-- START OF Provided material --

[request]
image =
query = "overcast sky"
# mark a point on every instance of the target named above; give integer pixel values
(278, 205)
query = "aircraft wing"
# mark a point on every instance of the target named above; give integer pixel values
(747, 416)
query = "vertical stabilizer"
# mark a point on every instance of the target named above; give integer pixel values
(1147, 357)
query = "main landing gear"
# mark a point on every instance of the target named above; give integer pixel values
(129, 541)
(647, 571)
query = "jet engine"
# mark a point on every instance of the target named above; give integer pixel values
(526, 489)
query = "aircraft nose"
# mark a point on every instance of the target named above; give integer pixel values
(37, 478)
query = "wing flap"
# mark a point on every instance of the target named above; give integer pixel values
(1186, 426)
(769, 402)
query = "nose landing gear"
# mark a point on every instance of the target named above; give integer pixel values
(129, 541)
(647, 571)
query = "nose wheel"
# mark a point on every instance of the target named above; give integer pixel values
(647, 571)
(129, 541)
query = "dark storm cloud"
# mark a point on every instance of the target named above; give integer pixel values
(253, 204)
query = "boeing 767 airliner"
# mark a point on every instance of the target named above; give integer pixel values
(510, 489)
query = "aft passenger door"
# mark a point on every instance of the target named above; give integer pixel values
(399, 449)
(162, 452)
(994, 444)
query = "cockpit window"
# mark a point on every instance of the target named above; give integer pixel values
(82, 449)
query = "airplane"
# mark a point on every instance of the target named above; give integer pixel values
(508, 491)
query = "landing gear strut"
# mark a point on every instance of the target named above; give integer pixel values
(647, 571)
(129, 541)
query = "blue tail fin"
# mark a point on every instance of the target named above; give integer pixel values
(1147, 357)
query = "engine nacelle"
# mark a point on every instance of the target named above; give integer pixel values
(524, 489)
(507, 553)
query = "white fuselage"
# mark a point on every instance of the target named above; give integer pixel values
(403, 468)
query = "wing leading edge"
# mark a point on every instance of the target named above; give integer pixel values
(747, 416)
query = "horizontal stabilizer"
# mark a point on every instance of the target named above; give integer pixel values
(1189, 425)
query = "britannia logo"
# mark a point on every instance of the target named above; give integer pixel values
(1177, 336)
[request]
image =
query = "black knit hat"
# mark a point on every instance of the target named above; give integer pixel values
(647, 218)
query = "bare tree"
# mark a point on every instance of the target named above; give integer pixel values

-- END OF Provided material --

Brief>
Write each line above out exactly.

Task answer>
[request]
image =
query = "overcast sky"
# mark a point on every instance of the target named above; give integer pixel values
(278, 205)
query = "aircraft wing"
# mark a point on every instance of the target named above; give integer pixel values
(747, 416)
query = "vertical stabilizer"
# mark a point on every instance of the target named above; give integer pixel values
(1147, 357)
query = "main landing gear"
# mark a point on every instance of the target named above; give integer pixel values
(129, 541)
(647, 571)
query = "jet engine"
# mark a point on every instance of the target named above; give integer pixel values
(526, 489)
query = "aircraft nose"
# mark a point on every instance of the target named above; give integer pixel values
(37, 478)
query = "wing flap"
# mark a point on every instance of the target named above; give integer pixel values
(1186, 426)
(769, 402)
query = "nose landing gear"
# mark a point on every instance of the target named above; give integer pixel values
(129, 541)
(647, 571)
query = "nose wheel"
# mark a point on every instance of the target named above; give integer pixel values
(647, 571)
(129, 541)
query = "dark storm cloud"
# mark a point on every instance of the target named above; give integer pixel values
(253, 204)
query = "boeing 767 airliner"
# mark a point on every instance of the target named above; give integer pixel values
(510, 489)
query = "aft passenger door"
# mark a point on every instance of the target named above; give integer pixel values
(399, 449)
(162, 452)
(994, 444)
query = "cockpit window"
# mark a point on every instance of the target named above; give integer pixel values
(82, 449)
query = "airplane"
# mark a point on every instance of the target named above; give integer pixel values
(508, 491)
query = "landing gear strut"
# mark a point on every instance of the target named above; give integer pixel values
(647, 571)
(129, 541)
query = "blue tail fin"
# mark a point on every instance of the target named above; give integer pixel values
(1147, 357)
query = "engine nacelle"
# mark a point on every instance of the target named above; give integer pixel values
(524, 489)
(507, 553)
query = "white fuselage"
# mark a point on every instance of the target named above; give integer pixel values
(403, 468)
query = "wing leading edge"
# mark a point on every instance of the target named above; give integer pixel values
(747, 416)
query = "horizontal stabilizer"
# mark a point on every instance of the target named above; give integer pixel values
(1189, 425)
query = "britannia logo"
# mark a point on every instance of the target named above; give integer pixel values
(1177, 336)
[request]
image =
query = "black knit hat"
# mark a point on every instance of the target named above; give integer pixel values
(647, 218)
query = "bare tree"
# mark a point on every instance of the target named above; give integer pixel values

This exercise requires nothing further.